• [Aim of the task]: Please copy every row below word for word, leaving out the pictures.

• [Raw records]:
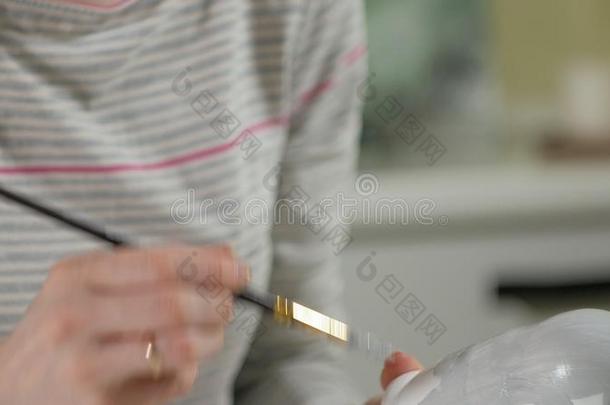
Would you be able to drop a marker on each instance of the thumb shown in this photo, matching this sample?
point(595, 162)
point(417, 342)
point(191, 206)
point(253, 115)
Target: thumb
point(397, 364)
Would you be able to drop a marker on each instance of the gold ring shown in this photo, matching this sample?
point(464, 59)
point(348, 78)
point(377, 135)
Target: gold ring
point(154, 359)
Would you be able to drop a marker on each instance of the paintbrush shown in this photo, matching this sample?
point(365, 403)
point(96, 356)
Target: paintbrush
point(284, 310)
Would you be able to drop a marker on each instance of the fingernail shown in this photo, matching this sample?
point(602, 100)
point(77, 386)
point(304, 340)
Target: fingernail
point(392, 359)
point(244, 272)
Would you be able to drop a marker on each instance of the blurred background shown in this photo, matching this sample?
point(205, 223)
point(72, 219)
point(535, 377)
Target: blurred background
point(498, 112)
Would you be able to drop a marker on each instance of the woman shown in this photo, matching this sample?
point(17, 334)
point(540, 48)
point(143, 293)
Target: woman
point(118, 111)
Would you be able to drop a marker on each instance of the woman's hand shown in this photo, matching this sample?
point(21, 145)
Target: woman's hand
point(395, 366)
point(83, 340)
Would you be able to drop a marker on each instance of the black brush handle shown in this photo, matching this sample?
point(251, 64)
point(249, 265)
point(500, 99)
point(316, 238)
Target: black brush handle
point(264, 300)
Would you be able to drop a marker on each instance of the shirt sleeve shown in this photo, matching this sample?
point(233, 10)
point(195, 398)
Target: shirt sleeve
point(288, 366)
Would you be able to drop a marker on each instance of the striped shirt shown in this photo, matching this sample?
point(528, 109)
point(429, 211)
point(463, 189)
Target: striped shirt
point(121, 113)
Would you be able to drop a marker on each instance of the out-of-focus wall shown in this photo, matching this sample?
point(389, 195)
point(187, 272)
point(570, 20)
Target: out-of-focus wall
point(535, 41)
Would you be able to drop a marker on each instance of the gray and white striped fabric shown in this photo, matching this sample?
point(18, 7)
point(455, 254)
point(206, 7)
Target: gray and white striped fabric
point(115, 113)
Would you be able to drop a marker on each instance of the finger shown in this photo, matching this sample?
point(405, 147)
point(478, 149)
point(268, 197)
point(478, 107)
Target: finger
point(117, 362)
point(146, 391)
point(158, 310)
point(396, 365)
point(128, 268)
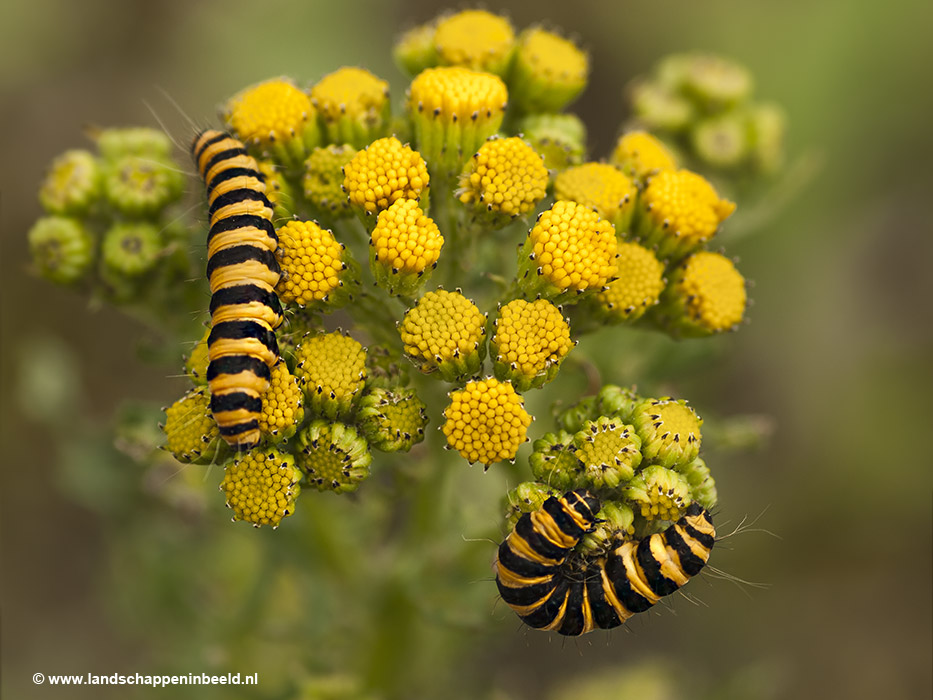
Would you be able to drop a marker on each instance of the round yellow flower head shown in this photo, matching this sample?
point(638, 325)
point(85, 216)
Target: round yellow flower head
point(261, 487)
point(445, 332)
point(404, 247)
point(313, 267)
point(453, 111)
point(475, 39)
point(679, 212)
point(282, 405)
point(706, 295)
point(323, 179)
point(640, 154)
point(530, 341)
point(353, 104)
point(332, 370)
point(570, 250)
point(638, 287)
point(603, 188)
point(506, 177)
point(548, 71)
point(383, 172)
point(334, 456)
point(190, 430)
point(659, 493)
point(486, 421)
point(276, 118)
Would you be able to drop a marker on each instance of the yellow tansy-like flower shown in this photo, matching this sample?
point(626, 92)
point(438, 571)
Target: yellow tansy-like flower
point(191, 432)
point(570, 250)
point(548, 71)
point(404, 247)
point(275, 117)
point(486, 421)
point(383, 172)
point(332, 370)
point(506, 176)
point(530, 342)
point(445, 332)
point(313, 267)
point(678, 212)
point(353, 104)
point(475, 39)
point(600, 186)
point(282, 405)
point(706, 295)
point(261, 486)
point(453, 111)
point(640, 154)
point(638, 287)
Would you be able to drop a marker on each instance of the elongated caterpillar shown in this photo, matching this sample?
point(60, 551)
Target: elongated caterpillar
point(242, 271)
point(534, 581)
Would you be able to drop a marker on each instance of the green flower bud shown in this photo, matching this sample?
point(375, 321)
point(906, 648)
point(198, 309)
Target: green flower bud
point(131, 249)
point(334, 456)
point(71, 185)
point(115, 144)
point(702, 485)
point(332, 371)
point(392, 421)
point(722, 141)
point(609, 452)
point(559, 138)
point(528, 496)
point(262, 486)
point(62, 249)
point(553, 461)
point(614, 522)
point(191, 433)
point(140, 186)
point(669, 430)
point(323, 179)
point(658, 493)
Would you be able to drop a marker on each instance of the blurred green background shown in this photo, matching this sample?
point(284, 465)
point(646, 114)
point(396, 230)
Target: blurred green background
point(838, 352)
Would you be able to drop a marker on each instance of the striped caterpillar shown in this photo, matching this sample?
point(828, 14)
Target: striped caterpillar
point(242, 271)
point(635, 575)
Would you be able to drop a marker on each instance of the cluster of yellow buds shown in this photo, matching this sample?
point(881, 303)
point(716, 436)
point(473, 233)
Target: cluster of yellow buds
point(398, 222)
point(703, 104)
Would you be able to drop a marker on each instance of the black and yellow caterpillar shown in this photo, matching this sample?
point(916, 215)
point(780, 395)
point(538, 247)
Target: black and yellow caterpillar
point(534, 581)
point(242, 271)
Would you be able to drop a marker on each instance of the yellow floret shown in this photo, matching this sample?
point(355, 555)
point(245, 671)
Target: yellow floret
point(445, 331)
point(712, 292)
point(640, 154)
point(531, 340)
point(272, 111)
point(638, 287)
point(261, 487)
point(190, 428)
point(384, 172)
point(569, 250)
point(506, 176)
point(405, 245)
point(311, 260)
point(600, 186)
point(681, 211)
point(486, 421)
point(474, 39)
point(282, 405)
point(332, 369)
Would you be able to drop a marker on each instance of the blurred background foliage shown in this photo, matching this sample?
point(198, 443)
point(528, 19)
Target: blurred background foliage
point(837, 355)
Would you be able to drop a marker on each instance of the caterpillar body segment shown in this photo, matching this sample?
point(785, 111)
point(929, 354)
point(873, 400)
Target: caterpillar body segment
point(242, 272)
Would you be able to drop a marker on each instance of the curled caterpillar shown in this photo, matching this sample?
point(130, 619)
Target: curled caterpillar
point(242, 271)
point(534, 582)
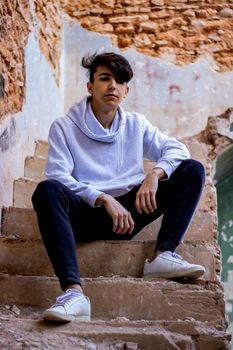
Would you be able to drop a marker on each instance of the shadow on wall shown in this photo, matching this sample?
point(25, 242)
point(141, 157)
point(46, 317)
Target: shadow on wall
point(224, 185)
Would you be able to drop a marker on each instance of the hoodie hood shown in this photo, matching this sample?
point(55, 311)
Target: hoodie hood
point(82, 115)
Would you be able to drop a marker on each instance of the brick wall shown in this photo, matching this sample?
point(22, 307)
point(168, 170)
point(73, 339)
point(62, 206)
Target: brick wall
point(17, 18)
point(184, 28)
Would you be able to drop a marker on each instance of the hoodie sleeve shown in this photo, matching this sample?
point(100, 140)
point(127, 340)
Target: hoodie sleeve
point(166, 151)
point(60, 165)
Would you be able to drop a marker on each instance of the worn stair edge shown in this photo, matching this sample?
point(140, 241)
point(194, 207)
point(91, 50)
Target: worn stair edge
point(132, 298)
point(166, 335)
point(23, 189)
point(34, 168)
point(22, 223)
point(102, 258)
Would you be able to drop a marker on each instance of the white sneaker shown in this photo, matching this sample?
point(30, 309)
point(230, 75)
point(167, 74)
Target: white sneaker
point(71, 306)
point(171, 265)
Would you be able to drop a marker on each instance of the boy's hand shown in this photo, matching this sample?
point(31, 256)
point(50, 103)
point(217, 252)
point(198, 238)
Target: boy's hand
point(145, 198)
point(122, 219)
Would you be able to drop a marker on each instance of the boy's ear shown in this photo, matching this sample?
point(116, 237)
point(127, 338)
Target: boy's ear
point(89, 87)
point(127, 90)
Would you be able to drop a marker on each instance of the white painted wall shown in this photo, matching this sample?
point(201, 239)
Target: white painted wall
point(176, 99)
point(43, 103)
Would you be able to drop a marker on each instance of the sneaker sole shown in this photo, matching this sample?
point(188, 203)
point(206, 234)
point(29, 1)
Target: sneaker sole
point(190, 274)
point(52, 316)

• [Written reply]:
Would you be able to drop a marker on each instance of the thumb shown in this photo, matching this sample?
point(595, 162)
point(417, 342)
point(191, 206)
point(253, 115)
Target: thumb
point(397, 364)
Would you be able to drop a marker on each instance of the gold ring shown in this photo, matching this sample?
point(464, 59)
point(348, 78)
point(377, 135)
Target: gold ring
point(154, 359)
Would you be able to drop a marker on each instance of the paintbrush shown in this photo, matching this sample?
point(365, 403)
point(96, 356)
Target: paintbrush
point(284, 310)
Would you be able to drop a marker on each instance of the fingernail shown in this photo, matching this sample?
point(602, 100)
point(77, 386)
point(304, 340)
Target: fingernail
point(392, 359)
point(244, 272)
Would you be able to drop a marker on each instance of the blurred background shown in this photo, matching this sample?
point(205, 223)
point(72, 219)
point(535, 377)
Target: blurred background
point(498, 112)
Would you be able to drop a marker on each instance of the woman shown in this photo, matching this sample?
point(17, 334)
point(540, 48)
point(143, 293)
Target: woman
point(118, 111)
Would you be able to drop a marker on each instance of the woman's hand shown in this photo, matching this sample?
point(21, 145)
Target: woman's hand
point(395, 366)
point(83, 340)
Would you be able to drop a marker on each instance of the black brush handle shown in this photo, matching this sample?
point(251, 64)
point(249, 265)
point(500, 99)
point(316, 238)
Target: black brush handle
point(264, 300)
Would you be able to drop a marker on each instance of the shirt sleeve shown in this photo, matching this sample?
point(233, 10)
point(195, 398)
Target: shirt sleeve
point(288, 366)
Would you be able to drop a marker on each instance of the striped shirt shown in this photo, matching this sample?
point(528, 109)
point(429, 211)
point(463, 189)
Target: striped shirt
point(121, 113)
Would you be able to drop a marker on each instance of the out-of-focus wall shown in this photo, matching this sample?
point(389, 195)
point(187, 272)
point(570, 20)
Target: out-of-focus wall
point(535, 41)
Would you be able to drop a marker on each instance of the gray and white striped fabric shown in this photo, matching this sample?
point(18, 7)
point(455, 254)
point(206, 7)
Target: gray and white striped fabric
point(115, 113)
Would you be able to drop a marker on each instance of the finger shown in this photo, matching this sample?
point(405, 147)
point(478, 149)
point(268, 197)
point(478, 107)
Target: finger
point(117, 362)
point(146, 391)
point(158, 310)
point(396, 365)
point(128, 268)
Would you be able to drop a marker on each instance of the round yellow flower head shown in this photo, matching this sample?
point(638, 325)
point(85, 216)
Target: round yellow flower head
point(261, 487)
point(445, 332)
point(404, 247)
point(313, 267)
point(453, 111)
point(475, 39)
point(679, 212)
point(282, 405)
point(706, 295)
point(323, 179)
point(640, 154)
point(530, 341)
point(353, 104)
point(332, 370)
point(570, 250)
point(638, 287)
point(603, 188)
point(506, 177)
point(548, 71)
point(383, 172)
point(334, 456)
point(190, 430)
point(659, 493)
point(486, 421)
point(276, 118)
Would you be able to drop a marker on each instance of the yellow tansy-like flower shown in this photo, matching this sample?
point(626, 92)
point(438, 571)
Target: yellow tansy-like flower
point(191, 432)
point(570, 250)
point(548, 71)
point(404, 247)
point(275, 117)
point(486, 421)
point(383, 172)
point(332, 370)
point(506, 176)
point(530, 342)
point(445, 332)
point(313, 267)
point(678, 212)
point(353, 104)
point(475, 39)
point(600, 186)
point(282, 405)
point(706, 295)
point(261, 486)
point(453, 111)
point(640, 154)
point(638, 287)
Would you be able to drop a marker on each instance of the elongated caterpillar shown in this photo, matching this sample?
point(60, 551)
Target: elongated caterpillar
point(242, 271)
point(534, 581)
Would you be able to drop a marker on each instance of the green flower bud shown in this photo, matching this sample?
point(375, 321)
point(906, 648)
point(198, 309)
Target: green flower bud
point(131, 249)
point(334, 456)
point(71, 185)
point(115, 144)
point(702, 485)
point(332, 371)
point(392, 421)
point(722, 141)
point(609, 452)
point(559, 138)
point(528, 496)
point(262, 486)
point(62, 249)
point(553, 461)
point(614, 522)
point(191, 433)
point(140, 186)
point(669, 430)
point(323, 179)
point(658, 493)
Would you be able to drop a marker on each instance of the blurred green background shown in this photo, matching this sample?
point(284, 465)
point(646, 114)
point(396, 230)
Target: blurred green background
point(838, 352)
Would you be able to drop a marker on each instance of the striped caterpillar shown in this photo, matching this sample?
point(828, 14)
Target: striped caterpillar
point(242, 271)
point(635, 575)
Would you be able to drop a marker on each instance of the cluster of yellow buds shown in this photo, matching this sample?
point(881, 303)
point(716, 436)
point(473, 233)
Target: cluster of yellow buds
point(398, 222)
point(703, 104)
Would you be able to drop a marker on each instance of the black and yellow caterpillar shown in this photo, matching this sample?
point(916, 215)
point(780, 395)
point(538, 247)
Target: black and yellow caterpillar
point(534, 581)
point(242, 271)
Would you be able to drop a marker on each instance of the yellow floret shown in this photo, matching this sample?
point(355, 555)
point(245, 671)
Target: yellow floret
point(445, 331)
point(712, 292)
point(640, 154)
point(531, 340)
point(272, 111)
point(638, 287)
point(261, 487)
point(190, 428)
point(384, 172)
point(569, 250)
point(506, 176)
point(405, 245)
point(311, 260)
point(600, 186)
point(681, 211)
point(486, 421)
point(474, 39)
point(282, 405)
point(332, 369)
Would you be able to drop a marker on each instance of the blurred background foliage shown in this photo, matching this sample?
point(198, 443)
point(528, 19)
Target: blurred background foliage
point(837, 355)
Would you be able to drop a marker on each instance of the caterpillar body segment shown in this photo, matching this sample?
point(785, 111)
point(929, 354)
point(873, 400)
Target: caterpillar body segment
point(242, 272)
Would you be able to drop a marker on each instance of the curled caterpillar shown in this photo, matching this sample?
point(130, 619)
Target: curled caterpillar
point(242, 271)
point(534, 582)
Would you be able to drop a marker on each instance of the shadow on wall shown in this photo, matching this sample?
point(25, 242)
point(141, 157)
point(46, 317)
Target: shadow on wall
point(224, 185)
Would you be able to drop a marker on each instance of the hoodie hood shown in this photo, matching this sample?
point(55, 311)
Target: hoodie hood
point(82, 115)
Would you be able to drop a marker on each instance of the brick wall shown in this photo, matching this sample?
point(22, 307)
point(168, 170)
point(73, 339)
point(62, 206)
Target: brick wall
point(17, 18)
point(184, 28)
Would you be able to drop a marker on each instance of the hoodie sleeve shown in this photo, matching this sample?
point(100, 140)
point(127, 340)
Target: hoodie sleeve
point(166, 151)
point(60, 165)
Would you be able to drop a marker on each instance of the worn stair edge shown in this photo, matching this sample?
point(140, 241)
point(194, 207)
point(91, 50)
Target: worn stair edge
point(132, 298)
point(166, 335)
point(23, 189)
point(34, 168)
point(22, 223)
point(102, 258)
Would you be able to drop a marker on each instance of the white sneaker shown in this photo, matching this sample?
point(30, 309)
point(230, 75)
point(167, 74)
Target: white sneaker
point(71, 306)
point(171, 265)
Would you be able to drop a marker on each instance of the boy's hand shown in this photo, matching this sample?
point(31, 256)
point(50, 103)
point(217, 252)
point(198, 238)
Target: boy's hand
point(145, 198)
point(122, 219)
Would you be able to drop a marker on each instance of the boy's ear shown in this photo, matching this sample?
point(116, 237)
point(127, 338)
Target: boy's ear
point(89, 87)
point(127, 90)
Would you be able to drop a marker on each instance of the white painted wall shown in this photo, matching this sample?
point(201, 239)
Target: white painted wall
point(176, 99)
point(43, 103)
Would you be able to drop a marker on each instance of the sneaker sole shown in this photo, matching this sample?
point(188, 203)
point(206, 234)
point(29, 1)
Target: sneaker sole
point(190, 274)
point(52, 316)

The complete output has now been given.